*Provided text*.
****************

# unemployment province by province - between 10% & 35%



## xabiaxica (Jun 23, 2009)

*unemployment by region*

http://realidadeconomica.es/mapa-del-paro-por-provincias-tasas-entre-el-10-y-el-35/


> *Mapa del paro por provincias. Tasas entre el 10% y el 35%.*
> 
> Published by Epi in Sin categoría on octubre 29th, 2011
> 
> Ayer salieron a la luz los datos del paro del tercer trimestre y como todos pudimos comprobar fueron malísimos. Sin entrar en análisis de por que hemos llegado a esta situación puesto que hay tantas opiniones diferentes como personas a las que se haga esta pregunta, nosotros hemos querido profundizar un poco mas en la gráfica y hacer un mapa de la tasa de desempleo en España pero separado por provincias en lugar de comunidades autónomas. Dentro del desastre hay provincias que tienen una tasa similar a la europea ( sobre el 10% ) y otras que alcanzan el triste récord del 35%.



google translation (haven't had coffee yet! _Came to light yesterday the unemployment data for the third quarter and as all we saw were very bad. Without going into the analysis that we have come to this situation since there are so many different opinions as people you are asking this question, we have wanted to delve a little more on the chart and map of the unemployment rate in Spain but separate provinces rather than regions. Within the disaster in some provinces that have a similar rate to the European (over 10%) and others that reach the sad record of 35%._


----------



## Pesky Wesky (May 10, 2009)

Well, that certainly spells it out, doesn't it?

This is the real situation in Spain today. It should be posted on every thread that states "I've decided to come to Spain 'cos I'm fed up with the situation in the UK. I don't mind what work I do" The truth is there's not enough for the Spanish, nor for the immigrants that are already here.

It's a pretty good illustration of the north south divide too, with a couple of exceptions.

Thanks for posting this xabiachica.


----------



## nigele2 (Dec 25, 2009)

****************

*Objective 1*.
Duplicate the part of the unemployment thread between "## xabiaxica (Jun" and "récord del 35%.", inclusive.

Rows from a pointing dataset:
****************

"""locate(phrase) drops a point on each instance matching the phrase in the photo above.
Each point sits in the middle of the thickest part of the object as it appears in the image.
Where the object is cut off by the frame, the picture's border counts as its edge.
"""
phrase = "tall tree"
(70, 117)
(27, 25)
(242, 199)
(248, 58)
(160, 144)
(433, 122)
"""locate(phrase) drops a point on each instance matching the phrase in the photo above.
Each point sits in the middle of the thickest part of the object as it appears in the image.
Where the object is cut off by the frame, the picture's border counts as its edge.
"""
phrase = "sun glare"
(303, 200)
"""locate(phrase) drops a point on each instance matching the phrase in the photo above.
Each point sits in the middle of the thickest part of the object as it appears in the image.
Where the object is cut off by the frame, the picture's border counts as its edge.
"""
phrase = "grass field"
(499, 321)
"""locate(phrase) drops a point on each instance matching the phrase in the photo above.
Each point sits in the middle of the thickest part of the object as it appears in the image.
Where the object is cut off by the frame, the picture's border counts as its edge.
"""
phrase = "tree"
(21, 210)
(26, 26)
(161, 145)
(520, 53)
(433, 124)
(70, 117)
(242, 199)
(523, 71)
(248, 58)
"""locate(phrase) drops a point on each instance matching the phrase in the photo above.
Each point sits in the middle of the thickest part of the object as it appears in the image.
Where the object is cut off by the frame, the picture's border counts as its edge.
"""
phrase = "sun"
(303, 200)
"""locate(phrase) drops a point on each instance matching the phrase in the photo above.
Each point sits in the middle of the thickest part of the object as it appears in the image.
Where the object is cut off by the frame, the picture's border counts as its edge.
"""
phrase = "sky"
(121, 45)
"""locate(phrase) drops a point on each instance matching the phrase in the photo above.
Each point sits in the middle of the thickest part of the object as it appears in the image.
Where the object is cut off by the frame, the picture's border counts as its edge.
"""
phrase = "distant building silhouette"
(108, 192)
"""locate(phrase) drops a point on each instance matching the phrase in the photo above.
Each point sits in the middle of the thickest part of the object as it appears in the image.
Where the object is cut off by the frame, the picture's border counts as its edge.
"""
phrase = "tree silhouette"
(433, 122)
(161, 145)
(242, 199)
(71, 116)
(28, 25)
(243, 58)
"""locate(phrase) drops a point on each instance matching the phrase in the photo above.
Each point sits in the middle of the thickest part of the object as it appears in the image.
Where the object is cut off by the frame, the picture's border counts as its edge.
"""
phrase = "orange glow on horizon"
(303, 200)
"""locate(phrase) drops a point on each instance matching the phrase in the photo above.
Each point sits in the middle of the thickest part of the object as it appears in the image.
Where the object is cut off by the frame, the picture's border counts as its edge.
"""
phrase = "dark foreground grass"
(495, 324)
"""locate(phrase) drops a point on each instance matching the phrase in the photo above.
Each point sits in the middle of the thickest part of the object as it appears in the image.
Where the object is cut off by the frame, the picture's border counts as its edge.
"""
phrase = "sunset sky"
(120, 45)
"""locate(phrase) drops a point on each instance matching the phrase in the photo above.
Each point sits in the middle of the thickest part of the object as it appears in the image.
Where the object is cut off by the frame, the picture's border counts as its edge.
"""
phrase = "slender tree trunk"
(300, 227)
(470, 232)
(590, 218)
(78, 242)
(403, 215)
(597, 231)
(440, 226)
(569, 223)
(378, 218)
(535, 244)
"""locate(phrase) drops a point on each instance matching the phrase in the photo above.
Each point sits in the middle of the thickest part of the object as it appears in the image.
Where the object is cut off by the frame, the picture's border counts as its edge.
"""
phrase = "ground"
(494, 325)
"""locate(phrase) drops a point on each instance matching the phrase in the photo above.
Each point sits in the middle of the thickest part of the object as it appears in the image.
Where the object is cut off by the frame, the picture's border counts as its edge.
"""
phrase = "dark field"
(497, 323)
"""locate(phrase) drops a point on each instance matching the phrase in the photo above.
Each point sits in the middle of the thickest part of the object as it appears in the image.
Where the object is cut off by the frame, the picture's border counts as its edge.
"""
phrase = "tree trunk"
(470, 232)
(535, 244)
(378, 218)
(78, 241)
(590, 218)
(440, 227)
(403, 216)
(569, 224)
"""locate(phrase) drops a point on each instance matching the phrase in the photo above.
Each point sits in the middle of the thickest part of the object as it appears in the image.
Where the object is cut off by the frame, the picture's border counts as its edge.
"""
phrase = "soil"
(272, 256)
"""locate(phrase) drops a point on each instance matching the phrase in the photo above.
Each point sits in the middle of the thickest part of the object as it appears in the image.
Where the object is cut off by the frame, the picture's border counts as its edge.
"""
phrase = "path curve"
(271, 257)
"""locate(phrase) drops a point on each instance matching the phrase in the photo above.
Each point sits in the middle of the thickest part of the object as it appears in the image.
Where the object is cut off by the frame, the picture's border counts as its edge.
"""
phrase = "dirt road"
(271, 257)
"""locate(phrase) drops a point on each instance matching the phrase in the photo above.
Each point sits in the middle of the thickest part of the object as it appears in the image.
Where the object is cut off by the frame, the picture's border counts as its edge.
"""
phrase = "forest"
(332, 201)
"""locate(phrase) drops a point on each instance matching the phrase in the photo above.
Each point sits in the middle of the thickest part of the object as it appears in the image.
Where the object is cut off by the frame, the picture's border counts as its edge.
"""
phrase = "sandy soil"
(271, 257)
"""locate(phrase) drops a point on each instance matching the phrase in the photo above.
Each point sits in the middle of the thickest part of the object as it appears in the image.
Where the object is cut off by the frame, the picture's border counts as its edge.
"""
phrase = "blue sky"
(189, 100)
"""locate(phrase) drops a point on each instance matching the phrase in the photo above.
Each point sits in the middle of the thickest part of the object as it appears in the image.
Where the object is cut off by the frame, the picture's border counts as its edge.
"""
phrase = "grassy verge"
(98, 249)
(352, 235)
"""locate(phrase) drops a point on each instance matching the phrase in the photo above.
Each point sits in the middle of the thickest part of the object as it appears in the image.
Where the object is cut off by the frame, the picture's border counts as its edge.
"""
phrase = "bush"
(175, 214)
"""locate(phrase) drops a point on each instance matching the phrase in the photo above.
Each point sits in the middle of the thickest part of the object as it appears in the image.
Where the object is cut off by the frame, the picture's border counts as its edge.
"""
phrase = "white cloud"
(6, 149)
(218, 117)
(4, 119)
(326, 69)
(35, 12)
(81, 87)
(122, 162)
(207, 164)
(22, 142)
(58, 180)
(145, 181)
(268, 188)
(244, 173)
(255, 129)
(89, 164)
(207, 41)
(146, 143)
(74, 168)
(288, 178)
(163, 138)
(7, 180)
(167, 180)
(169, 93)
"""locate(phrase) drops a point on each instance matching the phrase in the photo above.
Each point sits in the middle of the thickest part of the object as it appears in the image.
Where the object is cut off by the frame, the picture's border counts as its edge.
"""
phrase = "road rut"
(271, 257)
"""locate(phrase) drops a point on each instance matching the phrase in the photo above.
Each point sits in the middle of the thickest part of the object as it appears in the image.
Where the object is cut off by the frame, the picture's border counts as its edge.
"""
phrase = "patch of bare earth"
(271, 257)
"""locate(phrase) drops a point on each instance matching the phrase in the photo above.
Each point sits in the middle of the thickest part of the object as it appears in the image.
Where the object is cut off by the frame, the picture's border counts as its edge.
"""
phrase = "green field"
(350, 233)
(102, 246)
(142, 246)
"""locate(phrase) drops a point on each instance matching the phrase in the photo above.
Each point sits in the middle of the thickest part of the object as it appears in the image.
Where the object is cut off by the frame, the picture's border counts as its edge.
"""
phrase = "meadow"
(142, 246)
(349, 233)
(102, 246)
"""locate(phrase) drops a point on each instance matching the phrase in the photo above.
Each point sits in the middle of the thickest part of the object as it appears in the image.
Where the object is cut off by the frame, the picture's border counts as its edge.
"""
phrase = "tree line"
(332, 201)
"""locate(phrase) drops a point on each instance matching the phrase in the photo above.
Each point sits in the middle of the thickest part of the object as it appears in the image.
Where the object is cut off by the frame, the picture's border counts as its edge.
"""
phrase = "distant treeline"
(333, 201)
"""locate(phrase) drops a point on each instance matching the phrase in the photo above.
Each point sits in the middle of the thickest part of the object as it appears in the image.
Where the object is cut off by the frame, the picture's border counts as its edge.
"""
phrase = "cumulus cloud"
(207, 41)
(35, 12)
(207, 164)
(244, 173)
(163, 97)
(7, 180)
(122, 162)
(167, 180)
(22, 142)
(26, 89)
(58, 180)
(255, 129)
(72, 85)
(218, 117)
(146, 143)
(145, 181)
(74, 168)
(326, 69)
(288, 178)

****************

*Objective 2*.
Pull out every line of the records that contains the string "cloud". Case counts.

*Finished answer 1*.
## xabiaxica (Jun 23, 2009)

*unemployment by region*

http://realidadeconomica.es/mapa-del-paro-por-provincias-tasas-entre-el-10-y-el-35/


> *Mapa del paro por provincias. Tasas entre el 10% y el 35%.*
> 
> Published by Epi in Sin categoría on octubre 29th, 2011
> 
> Ayer salieron a la luz los datos del paro del tercer trimestre y como todos pudimos comprobar fueron malísimos. Sin entrar en análisis de por que hemos llegado a esta situación puesto que hay tantas opiniones diferentes como personas a las que se haga esta pregunta, nosotros hemos querido profundizar un poco mas en la gráfica y hacer un mapa de la tasa de desempleo en España pero separado por provincias en lugar de comunidades autónomas. Dentro del desastre hay provincias que tienen una tasa similar a la europea ( sobre el 10% ) y otras que alcanzan el triste récord del 35%.

*Finished answer 2*.
phrase = "white cloud"
phrase = "cumulus cloud"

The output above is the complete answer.